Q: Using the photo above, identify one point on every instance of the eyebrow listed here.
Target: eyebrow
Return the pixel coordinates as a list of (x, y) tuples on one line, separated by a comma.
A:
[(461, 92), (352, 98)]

..............................

▶ **WORK ORDER**
Pull every line containing "eyebrow" out of the material and copy it.

▶ **SOLUTION**
Q: Using the photo above, identify one point on every instance of the eyebrow listed here.
Target: eyebrow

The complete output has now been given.